## What this exercise asks
[1] In the "Sad Day" article, who directed the song's music video?
[2] From the "Sad Day" article, write out everything from "2019 song by" down to "and Noah Goldstein.", word for word.

## Excerpted passage

/---

Single by FKA Twigs

from the album Magdalene
- Released: 4 November 2019
- Genre: Art pop
- Length: 4:16
- Label: Young Turks
- Songwriters: FKA Twigs; Lewis Roberts; Benny Blanco; Magnus Høiberg; Nicolas Jaar; Skrillex; Noah Goldstein;
- Producers: FKA Twigs; Benny Blanco; Nicolas Jaar; Skrillex;

FKA Twigs singles chronology
| "Home with You" (2019) | "Sad Day" (2019) | "If You're Too Shy (Let Me Know)" (2020) |

Music video
- "Sad Day" on YouTube

= Sad Day (FKA Twigs song) =

2019 song by FKA Twigs

"Sad Day" (stylised in all lowercase) is a song by English singer FKA Twigs. Released on 9 November 2019 by Young Turks, it serves as the fourth and final single from Twigs' second studio album, Magdalene. The song was written and produced by Twigs, Koreless, Benny Blanco, Cashmere Cat, Nicolas Jaar, Skrillex, and Noah Goldstein.

== Composition ==
"Sad Day" is a slow art pop track with elements from electronic, pop, R&B, and industrial music. The lyrics of the song are about Twigs calling for her lover as he moves further away. Stacey Anderson of Pitchfork wrote that, on the song, "twigs’ eyes are open and her heart is tired." Rolling Stone's Jon Blistein wrote that the song "finds Twigs caught in the throes of unrequited love, deep passion and heartbreak." Musically, Twigs' vocals on the song are distorted, and the production was described as "shift[ing] between an atmospheric synthscape and industrial stomp," with digital effects that "suggest insistent rain, and a sly, scratchy bass drop [that] pierces the optimistic haze." Charlotte Krol of NME called it an "enciting," and "jittering, intimate track." In an interview with Beats 1, Twigs revealed that she considers the bridge on "Sad Day" to be the most emotional part of Magdalene for her.

== Music video ==
The accompanying music video for "Sad Day" was released on August 28, 2020. The video, which is more than 6 minutes long, was called a short film and was directed by Hiro Murai. In a press statement, Twigs revealed that the video was the culmination of all of her training and dancing, and that she had undergone three years of Wushu training. The video for "Sad Day" was partially inspired by a lyric from another Magdalene single, "Home with You", in which Twigs sings, "never seen a hero like me in a sci-fi."

\---

## Dataset extract

/---

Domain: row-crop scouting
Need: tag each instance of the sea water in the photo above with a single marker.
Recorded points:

\---

## Answers provided
[1] Hiro Murai

[2]
2019 song by FKA Twigs

"Sad Day" (stylised in all lowercase) is a song by English singer FKA Twigs. Released on 9 November 2019 by Young Turks, it serves as the fourth and final single from Twigs' second studio album, Magdalene. The song was written and produced by Twigs, Koreless, Benny Blanco, Cashmere Cat, Nicolas Jaar, Skrillex, and Noah Goldstein.